**About this exercise**
Reproduce all the entries precisely.

**Given records**

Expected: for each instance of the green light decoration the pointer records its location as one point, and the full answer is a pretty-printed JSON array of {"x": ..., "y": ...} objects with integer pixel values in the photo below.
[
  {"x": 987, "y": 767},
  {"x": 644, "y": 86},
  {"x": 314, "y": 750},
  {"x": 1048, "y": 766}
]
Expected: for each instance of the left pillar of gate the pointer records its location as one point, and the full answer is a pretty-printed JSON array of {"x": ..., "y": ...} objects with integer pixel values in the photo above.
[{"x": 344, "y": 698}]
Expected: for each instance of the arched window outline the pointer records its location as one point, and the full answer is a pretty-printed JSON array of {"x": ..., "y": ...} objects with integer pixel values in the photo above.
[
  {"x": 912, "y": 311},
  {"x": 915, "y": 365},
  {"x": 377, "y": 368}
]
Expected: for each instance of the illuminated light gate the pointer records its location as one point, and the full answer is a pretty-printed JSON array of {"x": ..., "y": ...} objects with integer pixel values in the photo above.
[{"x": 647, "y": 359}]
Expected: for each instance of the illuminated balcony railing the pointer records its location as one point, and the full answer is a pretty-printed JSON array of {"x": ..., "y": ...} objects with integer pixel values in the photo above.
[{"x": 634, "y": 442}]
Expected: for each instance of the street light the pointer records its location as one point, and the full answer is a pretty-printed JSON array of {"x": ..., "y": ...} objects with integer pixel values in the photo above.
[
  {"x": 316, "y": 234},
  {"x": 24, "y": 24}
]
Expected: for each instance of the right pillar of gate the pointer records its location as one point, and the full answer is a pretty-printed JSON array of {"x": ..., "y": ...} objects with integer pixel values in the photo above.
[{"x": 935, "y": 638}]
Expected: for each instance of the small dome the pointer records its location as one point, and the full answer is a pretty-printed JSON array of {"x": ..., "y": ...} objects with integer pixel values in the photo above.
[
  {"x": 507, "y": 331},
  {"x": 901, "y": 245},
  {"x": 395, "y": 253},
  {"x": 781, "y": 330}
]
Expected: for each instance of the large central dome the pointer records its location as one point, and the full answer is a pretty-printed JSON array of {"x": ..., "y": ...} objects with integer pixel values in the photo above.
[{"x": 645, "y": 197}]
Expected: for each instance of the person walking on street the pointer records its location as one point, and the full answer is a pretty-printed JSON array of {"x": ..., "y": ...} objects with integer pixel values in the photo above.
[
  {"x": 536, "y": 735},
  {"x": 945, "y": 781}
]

**Result of the task**
Expected: for each instance of the green light decoration the pointer records its location as one point, and the full answer is a pretty-printed JSON array of {"x": ..., "y": ...} objects with integer pixel values in the photo below.
[
  {"x": 987, "y": 767},
  {"x": 644, "y": 86},
  {"x": 314, "y": 750},
  {"x": 1048, "y": 766}
]
Expected: for each instance of the left pillar of gate the pointer records its location as one point, and the full answer is a pretty-printed JSON array of {"x": ..., "y": ...} objects with integer pixel values in the photo above.
[{"x": 344, "y": 698}]
Expected: for each instance of the arched window outline the pointer records its location as one point, and the full answer is a pretty-printed JSON array of {"x": ..., "y": ...} objects with integer pixel values in the photo above.
[
  {"x": 912, "y": 311},
  {"x": 915, "y": 365},
  {"x": 377, "y": 368}
]
Expected: for each instance of the illuminated light gate the pointer records its location as one point, and the full answer is a pretty-printed JSON array of {"x": ..., "y": ...} objects with integer pixel values in the photo above.
[{"x": 647, "y": 359}]
Expected: for each instance of the illuminated balcony railing the pointer records its location as one point, and the full answer is a pretty-printed JSON array of {"x": ..., "y": ...} objects with integer pixel values in the photo above.
[{"x": 634, "y": 442}]
Expected: for each instance of the street light the pointer records its location as one point, and the full answer is a pretty-printed JSON array of {"x": ..., "y": ...} objects with integer pixel values in the photo above.
[
  {"x": 316, "y": 234},
  {"x": 24, "y": 24}
]
Expected: for each instance of the right pillar of gate the pointer records its location as one point, and the full answer is a pretty-printed JSON array of {"x": ..., "y": ...} objects with integer pixel values in the photo above.
[{"x": 935, "y": 638}]
Expected: for each instance of the small dome the pointer records its location as one point, and the full answer is a pretty-printed JSON array of {"x": ..., "y": ...} objects with integer pixel values in the photo above.
[
  {"x": 507, "y": 331},
  {"x": 901, "y": 245},
  {"x": 395, "y": 253},
  {"x": 781, "y": 330}
]
Expected: for each instance of the large central dome the pointer records its location as one point, and the full answer is a pretty-printed JSON array of {"x": ..., "y": ...} objects with integer pixel values in the photo above.
[{"x": 645, "y": 197}]
Expected: for each instance of the person walking on street the pointer records its location as one point, and the full answer is a pretty-printed JSON array of {"x": ..., "y": ...} objects with integer pixel values in the photo above.
[
  {"x": 536, "y": 735},
  {"x": 945, "y": 781}
]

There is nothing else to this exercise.